List every line in the listing below that contains the word "water".
——————
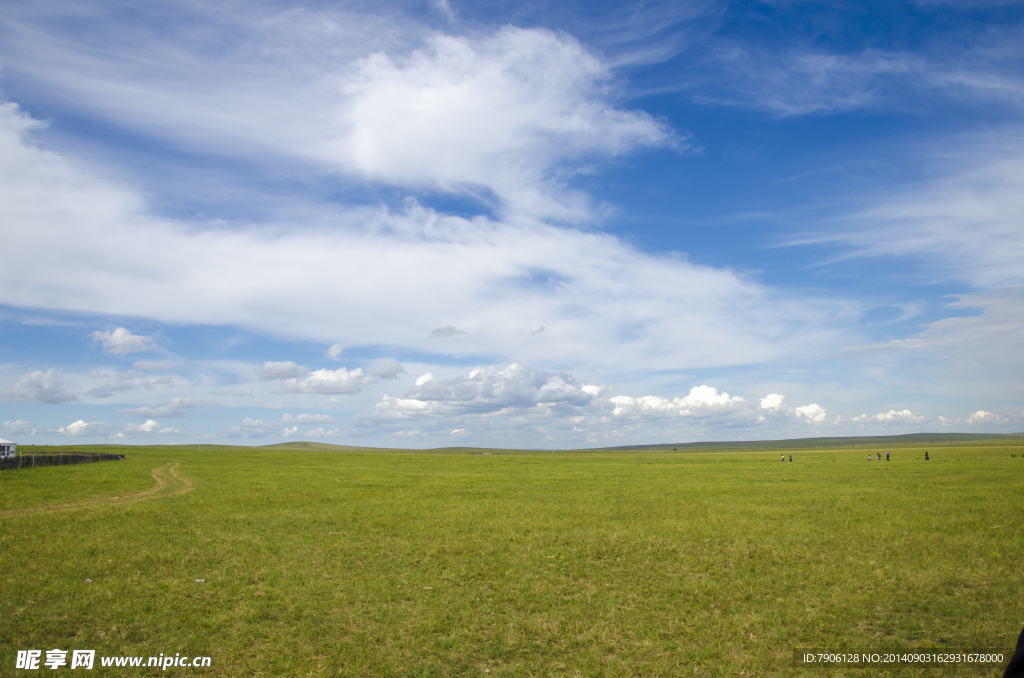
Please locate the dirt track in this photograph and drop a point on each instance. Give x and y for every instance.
(169, 482)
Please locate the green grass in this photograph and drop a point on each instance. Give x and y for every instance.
(332, 563)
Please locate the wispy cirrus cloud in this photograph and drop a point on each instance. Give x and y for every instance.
(40, 386)
(602, 301)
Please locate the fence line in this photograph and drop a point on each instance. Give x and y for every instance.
(29, 461)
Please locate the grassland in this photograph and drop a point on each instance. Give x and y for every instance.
(357, 563)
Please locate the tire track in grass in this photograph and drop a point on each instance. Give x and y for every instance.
(169, 483)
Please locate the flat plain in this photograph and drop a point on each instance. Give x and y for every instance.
(313, 562)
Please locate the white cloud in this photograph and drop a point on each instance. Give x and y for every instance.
(82, 429)
(965, 224)
(17, 427)
(173, 408)
(446, 331)
(485, 390)
(976, 356)
(127, 381)
(603, 302)
(286, 370)
(327, 381)
(982, 417)
(147, 427)
(499, 112)
(898, 416)
(321, 432)
(389, 370)
(813, 413)
(259, 428)
(40, 386)
(307, 419)
(701, 401)
(122, 342)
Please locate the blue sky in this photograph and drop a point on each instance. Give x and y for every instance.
(437, 223)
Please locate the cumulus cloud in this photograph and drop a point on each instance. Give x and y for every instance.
(701, 400)
(307, 419)
(604, 303)
(485, 390)
(773, 401)
(897, 416)
(127, 381)
(147, 427)
(499, 112)
(173, 408)
(982, 417)
(327, 381)
(259, 428)
(286, 370)
(813, 413)
(387, 370)
(122, 342)
(40, 386)
(82, 429)
(17, 427)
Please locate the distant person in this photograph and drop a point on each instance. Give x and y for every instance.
(1016, 667)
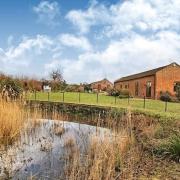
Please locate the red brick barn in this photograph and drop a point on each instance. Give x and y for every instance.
(151, 83)
(102, 85)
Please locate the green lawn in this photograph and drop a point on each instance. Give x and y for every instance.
(173, 109)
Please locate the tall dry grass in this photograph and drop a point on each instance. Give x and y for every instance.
(102, 160)
(12, 118)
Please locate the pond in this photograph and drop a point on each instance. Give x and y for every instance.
(40, 152)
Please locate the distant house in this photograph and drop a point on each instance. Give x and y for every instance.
(46, 88)
(151, 83)
(102, 85)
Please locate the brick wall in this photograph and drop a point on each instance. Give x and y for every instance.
(166, 78)
(141, 86)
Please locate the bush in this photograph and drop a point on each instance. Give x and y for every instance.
(16, 85)
(165, 96)
(113, 92)
(124, 93)
(178, 92)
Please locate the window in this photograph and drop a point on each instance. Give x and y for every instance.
(136, 88)
(176, 86)
(148, 89)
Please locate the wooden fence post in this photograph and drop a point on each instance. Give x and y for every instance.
(128, 99)
(97, 100)
(63, 96)
(35, 95)
(79, 97)
(144, 102)
(165, 105)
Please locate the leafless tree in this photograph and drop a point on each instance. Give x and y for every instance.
(56, 75)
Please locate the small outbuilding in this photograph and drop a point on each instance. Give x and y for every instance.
(151, 83)
(102, 85)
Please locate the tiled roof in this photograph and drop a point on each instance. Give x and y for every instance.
(142, 74)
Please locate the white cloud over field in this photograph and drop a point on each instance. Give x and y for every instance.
(136, 35)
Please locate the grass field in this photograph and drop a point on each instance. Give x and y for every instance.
(156, 106)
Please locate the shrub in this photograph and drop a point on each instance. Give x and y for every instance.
(165, 96)
(16, 85)
(124, 93)
(113, 92)
(178, 92)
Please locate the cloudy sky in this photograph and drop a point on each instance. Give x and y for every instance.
(88, 40)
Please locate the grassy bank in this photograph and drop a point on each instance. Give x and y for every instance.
(155, 107)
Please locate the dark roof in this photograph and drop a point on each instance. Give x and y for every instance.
(142, 74)
(102, 81)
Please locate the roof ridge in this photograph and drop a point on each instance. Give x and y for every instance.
(143, 74)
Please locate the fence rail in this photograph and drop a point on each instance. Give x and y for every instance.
(97, 98)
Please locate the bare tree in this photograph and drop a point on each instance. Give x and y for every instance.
(56, 75)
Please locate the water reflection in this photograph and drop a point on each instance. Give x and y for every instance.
(40, 151)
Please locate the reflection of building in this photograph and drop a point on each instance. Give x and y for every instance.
(151, 83)
(102, 85)
(46, 88)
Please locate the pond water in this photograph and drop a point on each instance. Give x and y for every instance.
(39, 153)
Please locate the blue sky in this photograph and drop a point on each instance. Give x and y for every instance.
(88, 40)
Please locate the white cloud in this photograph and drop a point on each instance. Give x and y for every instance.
(136, 35)
(94, 15)
(126, 56)
(127, 16)
(70, 40)
(16, 59)
(47, 12)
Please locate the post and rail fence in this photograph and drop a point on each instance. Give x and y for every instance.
(79, 99)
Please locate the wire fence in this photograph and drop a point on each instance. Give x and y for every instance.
(101, 99)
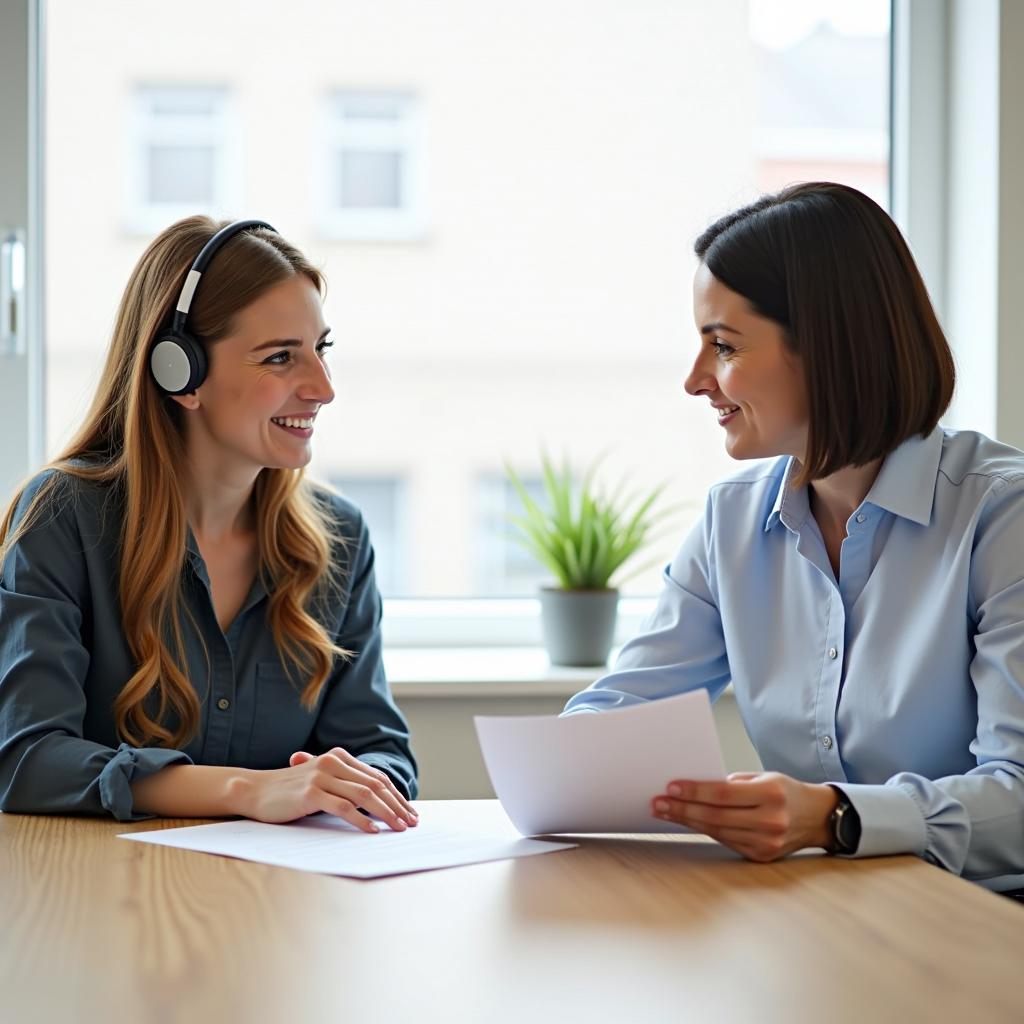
——————
=== Solved problem ===
Please locate the water reflection in this photograph and drop a point on each instance. Give x and y for every instance.
Please locate the pond water in this photograph and drop a point on each instance. Give x and y for every instance.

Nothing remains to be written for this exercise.